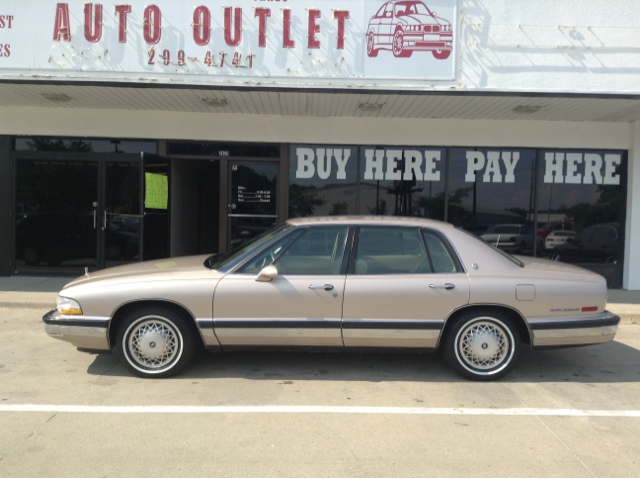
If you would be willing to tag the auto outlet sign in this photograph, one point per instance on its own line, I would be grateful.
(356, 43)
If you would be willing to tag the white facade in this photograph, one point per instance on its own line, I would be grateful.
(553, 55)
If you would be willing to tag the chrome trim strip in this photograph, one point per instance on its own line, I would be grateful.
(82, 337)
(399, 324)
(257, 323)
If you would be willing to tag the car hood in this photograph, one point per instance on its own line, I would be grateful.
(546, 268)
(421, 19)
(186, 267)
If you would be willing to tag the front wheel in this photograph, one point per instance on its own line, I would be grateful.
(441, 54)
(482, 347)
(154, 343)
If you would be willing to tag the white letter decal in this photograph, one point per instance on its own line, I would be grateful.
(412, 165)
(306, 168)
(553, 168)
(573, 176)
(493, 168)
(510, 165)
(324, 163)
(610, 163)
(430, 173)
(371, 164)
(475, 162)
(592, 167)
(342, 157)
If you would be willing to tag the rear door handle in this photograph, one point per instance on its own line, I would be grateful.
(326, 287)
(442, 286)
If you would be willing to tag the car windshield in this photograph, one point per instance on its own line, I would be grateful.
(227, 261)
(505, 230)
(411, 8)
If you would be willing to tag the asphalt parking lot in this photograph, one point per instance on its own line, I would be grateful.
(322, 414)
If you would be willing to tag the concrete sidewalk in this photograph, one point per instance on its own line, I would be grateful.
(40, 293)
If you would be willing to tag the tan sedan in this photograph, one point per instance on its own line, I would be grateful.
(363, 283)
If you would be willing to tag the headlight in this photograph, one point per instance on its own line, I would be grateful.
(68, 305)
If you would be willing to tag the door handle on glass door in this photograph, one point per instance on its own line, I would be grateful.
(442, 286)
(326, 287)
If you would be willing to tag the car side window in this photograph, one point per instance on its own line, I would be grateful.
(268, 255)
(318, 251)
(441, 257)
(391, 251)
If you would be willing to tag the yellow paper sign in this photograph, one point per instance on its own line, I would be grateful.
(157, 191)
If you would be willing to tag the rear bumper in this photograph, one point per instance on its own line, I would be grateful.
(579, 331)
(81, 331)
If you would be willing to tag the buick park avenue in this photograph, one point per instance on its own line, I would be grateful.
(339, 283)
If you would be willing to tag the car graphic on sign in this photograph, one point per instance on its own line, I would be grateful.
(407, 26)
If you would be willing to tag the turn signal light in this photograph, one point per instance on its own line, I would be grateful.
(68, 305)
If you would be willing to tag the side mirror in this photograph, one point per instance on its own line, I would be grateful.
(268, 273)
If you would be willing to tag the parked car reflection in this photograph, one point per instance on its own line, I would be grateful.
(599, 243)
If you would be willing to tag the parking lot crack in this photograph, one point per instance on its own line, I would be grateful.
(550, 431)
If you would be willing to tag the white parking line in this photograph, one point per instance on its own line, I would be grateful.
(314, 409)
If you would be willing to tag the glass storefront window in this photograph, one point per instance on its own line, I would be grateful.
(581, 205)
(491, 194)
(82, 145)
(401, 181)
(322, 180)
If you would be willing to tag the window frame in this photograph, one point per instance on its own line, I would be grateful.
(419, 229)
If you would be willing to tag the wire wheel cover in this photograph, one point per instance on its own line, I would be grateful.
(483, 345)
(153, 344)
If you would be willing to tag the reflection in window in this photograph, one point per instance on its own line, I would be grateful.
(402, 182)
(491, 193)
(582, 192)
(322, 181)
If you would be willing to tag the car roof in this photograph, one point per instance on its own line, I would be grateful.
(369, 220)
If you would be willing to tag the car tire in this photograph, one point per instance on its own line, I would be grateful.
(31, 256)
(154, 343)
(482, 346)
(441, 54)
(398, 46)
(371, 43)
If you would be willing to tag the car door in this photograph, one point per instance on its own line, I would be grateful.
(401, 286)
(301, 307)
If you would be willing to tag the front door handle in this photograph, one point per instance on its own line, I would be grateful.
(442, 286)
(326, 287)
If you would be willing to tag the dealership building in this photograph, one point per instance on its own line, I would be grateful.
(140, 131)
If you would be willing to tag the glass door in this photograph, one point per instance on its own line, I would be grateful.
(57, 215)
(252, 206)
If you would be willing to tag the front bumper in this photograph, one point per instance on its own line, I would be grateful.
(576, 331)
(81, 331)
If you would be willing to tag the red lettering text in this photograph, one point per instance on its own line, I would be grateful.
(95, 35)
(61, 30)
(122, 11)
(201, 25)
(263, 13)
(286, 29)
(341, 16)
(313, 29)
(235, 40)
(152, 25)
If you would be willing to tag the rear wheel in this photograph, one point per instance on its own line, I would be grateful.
━━━
Leave images out of the retyped records; keep all else exact.

If you would be willing to tag the auto outlet sign in this photograph, one point per instance on its own line, I would be grateful.
(356, 43)
If you would be willing to tag the white facade in this photograph, one point per instance on its own line, I would be grateful.
(553, 55)
If you would be willing to tag the chrome trim strip in this photograph, one point per instance on its own line, I would be grateful.
(82, 337)
(399, 324)
(257, 323)
If you would be willing to tag the car hood in this photograph, one point per instance on its own line, I would be grateful.
(546, 268)
(421, 19)
(186, 267)
If you would be willing to tag the front wheel in this photograph, one point per instance on its own line, I would be grateful.
(441, 54)
(482, 347)
(154, 343)
If you would be willing to tag the white letter decal in this photograph, one point per instance on its own line, I would be grateful.
(412, 165)
(306, 168)
(553, 168)
(573, 176)
(493, 168)
(510, 165)
(324, 163)
(610, 163)
(430, 173)
(371, 164)
(475, 162)
(592, 167)
(342, 157)
If you would be willing to tag the rear door handle in this photograph, one point per instance on its own line, I would be grateful.
(326, 287)
(442, 286)
If you would be willing to tag the car windshield in this photograph, one point per instance on its own line, I would be grateful.
(227, 261)
(505, 230)
(411, 8)
If you would be willing to tag the asphalt parking lot in this photograph, one point per instance on its own line, I would be grateful.
(322, 414)
If you would be willing to tag the concrete sidewalk in this photograph, one point per instance on its own line, I would be grateful.
(40, 293)
If you would be willing to tag the tan sedan in this photograph, one point per instance on its own line, I would be grateful.
(363, 283)
If you would be willing to tag the headlight in this photograph, one point per instance on its own line, I would be grateful.
(68, 305)
If you would be willing to tag the door handle on glass door in this photograph, one point per instance on its own line, I would be grateful.
(442, 286)
(326, 287)
If you would be willing to tag the car side window in this photograph, one point per instance on its own line, I would be grateful.
(268, 255)
(318, 251)
(441, 257)
(391, 251)
If you would be willing to tag the yellow paper sign in this photograph, one point per instance on its own line, I would be grateful.
(157, 191)
If you would be willing to tag the rear bumper in this photograph, one point per instance on its own line, I would be grateful.
(579, 331)
(81, 331)
If you would be willing to tag the buick park avenue in this photograph, one point per instance on its own line, I would be grateful.
(339, 283)
If you would be willing to tag the car graphic on sign in this photograph, one point per instance on its own line, I would be grateful.
(407, 26)
If you would be willing to tag the turn signal light in this photograph, one point per instance on its own line, I would be grateful.
(68, 305)
If you would be willing to tag the side mirror in this photograph, one point per instance on its own line, I would be grateful.
(268, 273)
If you would be willing to tag the parked car reflection in this photograph, one point per instance on its own line, I would be grateful.
(599, 243)
If you would be willing to tag the parking lot crack in this photograph, one point per instance on its own line, I would be grateful.
(550, 431)
If you would be willing to tag the white parking line in this photograph, one point per instance on its own line, I would be grateful.
(314, 409)
If you would be willing to tag the glass storefront window in this photograph, one point per instance on its own line, I would be grateful.
(581, 205)
(491, 194)
(82, 145)
(401, 181)
(322, 180)
If you would be willing to tag the window frame in this photograph, one point per instance on its own line, I would be grateful.
(419, 229)
If you would be willing to tag the wire wheel cover in this photograph, one point per instance on its own line, I would be grateful.
(483, 345)
(153, 344)
If you would be willing to tag the reflection in window in this photograph, one point per instance on its own line, I would be grateful.
(402, 182)
(491, 193)
(582, 192)
(322, 181)
If you would be willing to tag the car roof in this photograph, one point per instance on its own line, I would be grateful.
(369, 220)
If you would be willing to tag the car tire in this photograph, one point per instance on its own line, I would be grateful.
(31, 256)
(154, 343)
(482, 346)
(441, 54)
(398, 46)
(371, 43)
If you would be willing to tag the car door in this photograph, one point per instance on its own line, I would be grateful.
(401, 286)
(301, 307)
If you would be willing to tag the front door handle in this photograph, one point per instance on its own line, I would be grateful.
(442, 286)
(326, 287)
If you would be willing to tag the dealership building in this photograph, one point per instance on its own line, I would be grateful.
(140, 131)
If you would be willing to tag the glass door in this photograph, one point per instance on its own line, I would be grateful.
(57, 215)
(252, 206)
If you would be willing to tag the front bumper in this photograph, one point per instance on its own line, I would be grateful.
(576, 331)
(81, 331)
If you would be willing to tag the red lettering text in this photograph, one point per instance on its own line, I would be grateful.
(95, 35)
(61, 30)
(122, 11)
(201, 25)
(263, 13)
(286, 29)
(341, 16)
(313, 29)
(235, 40)
(152, 25)
If you would be willing to tag the rear wheel in this photograph, one point per instance on its own line, I would be grateful.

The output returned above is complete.